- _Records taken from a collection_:
<<<<

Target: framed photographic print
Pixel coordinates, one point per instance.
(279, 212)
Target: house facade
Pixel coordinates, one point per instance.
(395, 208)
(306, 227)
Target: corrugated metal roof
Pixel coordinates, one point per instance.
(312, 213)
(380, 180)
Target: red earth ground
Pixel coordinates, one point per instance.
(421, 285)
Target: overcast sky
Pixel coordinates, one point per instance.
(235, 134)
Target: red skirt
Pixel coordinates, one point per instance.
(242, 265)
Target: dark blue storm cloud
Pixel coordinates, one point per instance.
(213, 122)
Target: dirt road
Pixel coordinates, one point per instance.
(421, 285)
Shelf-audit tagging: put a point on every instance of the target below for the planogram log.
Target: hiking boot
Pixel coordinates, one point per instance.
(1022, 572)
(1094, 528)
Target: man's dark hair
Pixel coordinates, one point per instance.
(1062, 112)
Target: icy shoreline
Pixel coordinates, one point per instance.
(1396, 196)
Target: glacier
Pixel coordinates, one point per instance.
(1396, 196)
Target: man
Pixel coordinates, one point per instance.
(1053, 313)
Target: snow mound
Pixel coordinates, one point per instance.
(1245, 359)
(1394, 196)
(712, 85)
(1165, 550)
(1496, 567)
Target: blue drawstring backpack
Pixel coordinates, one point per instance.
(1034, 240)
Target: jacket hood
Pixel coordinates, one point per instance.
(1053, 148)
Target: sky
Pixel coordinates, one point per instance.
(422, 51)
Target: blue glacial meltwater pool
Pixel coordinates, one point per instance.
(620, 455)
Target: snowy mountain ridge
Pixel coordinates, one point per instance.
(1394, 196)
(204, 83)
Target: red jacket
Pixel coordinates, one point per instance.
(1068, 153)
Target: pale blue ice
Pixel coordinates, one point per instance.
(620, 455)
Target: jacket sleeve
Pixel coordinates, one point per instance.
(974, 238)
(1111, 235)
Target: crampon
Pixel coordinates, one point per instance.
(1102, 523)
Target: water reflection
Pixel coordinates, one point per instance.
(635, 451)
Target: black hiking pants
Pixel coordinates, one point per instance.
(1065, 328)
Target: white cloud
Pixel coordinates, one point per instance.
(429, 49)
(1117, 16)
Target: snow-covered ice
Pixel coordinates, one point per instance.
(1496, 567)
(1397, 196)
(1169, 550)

>>>>

- _The task_: Rewrite all of the records, replacing "Pixel coordinates" with "Image coordinates" each time it occurs and leaving everything else unchanged.

- _Solution to this task_:
Target: framed photographic print
Image coordinates, one point per instance.
(279, 212)
Target: house facade
Image coordinates, one point per instance.
(395, 208)
(306, 227)
Target: corrugated metal roof
Image coordinates, one point per instance.
(312, 213)
(380, 180)
Target: red earth ground
Image coordinates, one point per instance.
(421, 285)
Target: overcast sky
Image coordinates, one point per instance.
(235, 134)
Target: red skirt
Image coordinates, one point per instance.
(242, 265)
Target: dark blue storm cloud
Image coordinates, one point per instance.
(213, 122)
Target: dirt road
Image coordinates, one point per instance.
(421, 285)
Shelf-audit tagging: put a point on every instance of the target below for the planogram log.
Target: hiking boot
Image coordinates, one point per instance.
(1022, 572)
(1094, 528)
Target: man's dark hair
Image coordinates, one point per instance.
(1062, 112)
Target: icy shoreline
Image coordinates, one point per instance.
(1396, 196)
Target: glacier
Image coordinates, one point per instance.
(1396, 196)
Target: man
Image coordinates, one point per instance.
(1053, 313)
Target: snow mound
Image coordinates, one point per instance.
(1245, 359)
(1394, 196)
(712, 85)
(1165, 550)
(1496, 567)
Target: blue drawstring backpack
Image coordinates, one point per instance.
(1034, 240)
Target: jacket hood
Image coordinates, one point per instance.
(1053, 148)
Target: sky
Image coordinates, one point per instance.
(422, 51)
Target: blue glacial meltwater pool
Image coordinates, one point per instance.
(620, 455)
Target: snowy mountain ridge
Image coordinates, one point per instance.
(1394, 196)
(204, 83)
Target: red jacket
Image coordinates, one point per instance.
(1068, 153)
Target: pale blue ice
Image coordinates, one point per instance.
(620, 455)
Target: jacket sleeve
Image coordinates, one point per instance.
(974, 238)
(1111, 235)
Target: crampon
Image coordinates, one point per instance.
(1102, 523)
Target: water reflection
Image coordinates, one point per instance.
(635, 451)
Target: black hiking pants
Image coordinates, one point per instance.
(1065, 328)
Target: white cloud
Image coordinates, one point per instance.
(429, 49)
(1117, 16)
Target: snow-covered ice
Image coordinates, one point per instance.
(1496, 567)
(1397, 196)
(1169, 550)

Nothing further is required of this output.